**Exercise details:** The records that follow are to be given again exactly. Do not carry over any image.

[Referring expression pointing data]
§
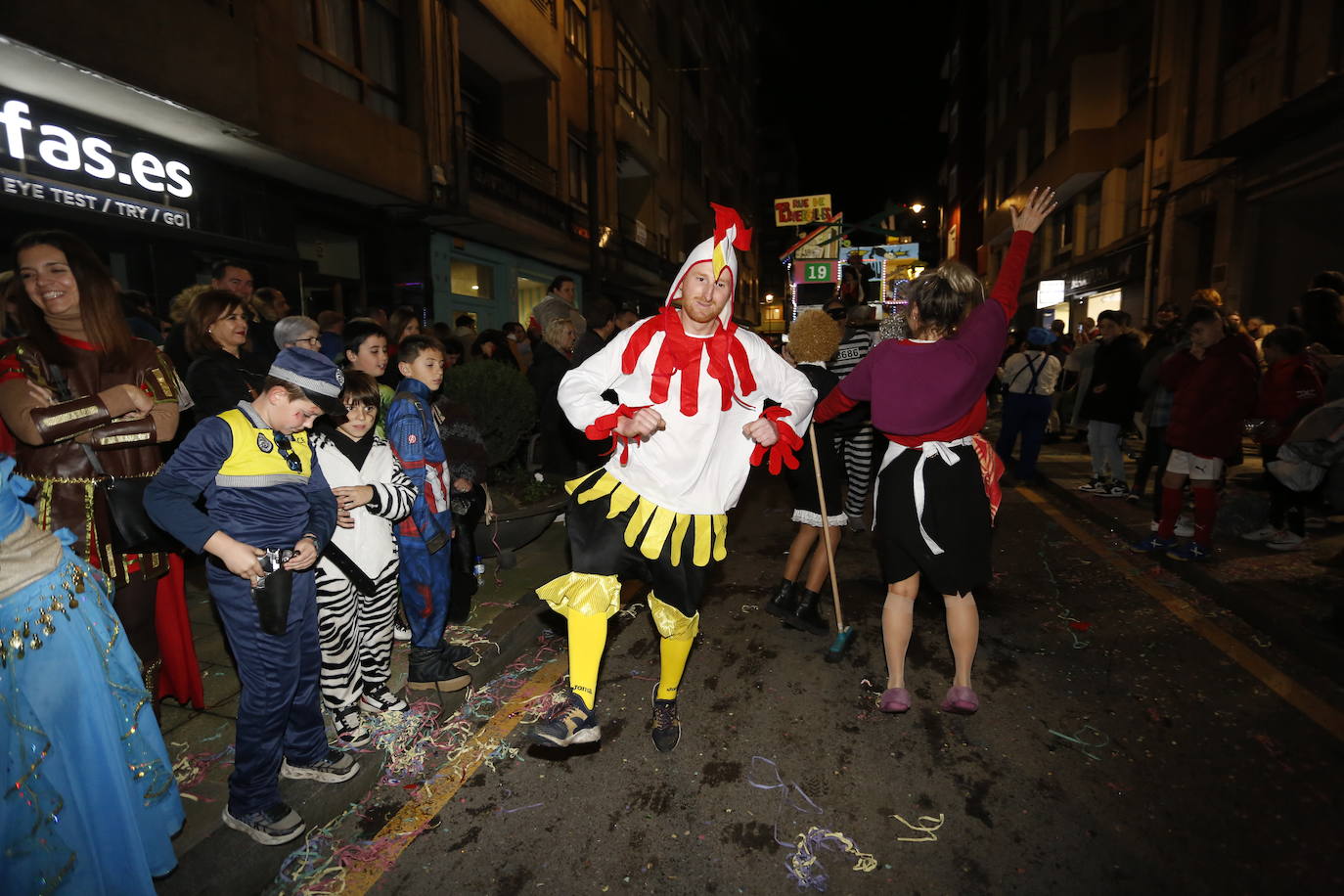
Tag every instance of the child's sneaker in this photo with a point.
(380, 698)
(1191, 553)
(1286, 540)
(268, 827)
(575, 726)
(1152, 544)
(333, 769)
(349, 729)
§
**Expected answer:**
Tag every instance of the child's sneaker in this photo with a point.
(380, 698)
(1191, 553)
(1286, 540)
(268, 827)
(575, 726)
(1152, 544)
(333, 769)
(349, 729)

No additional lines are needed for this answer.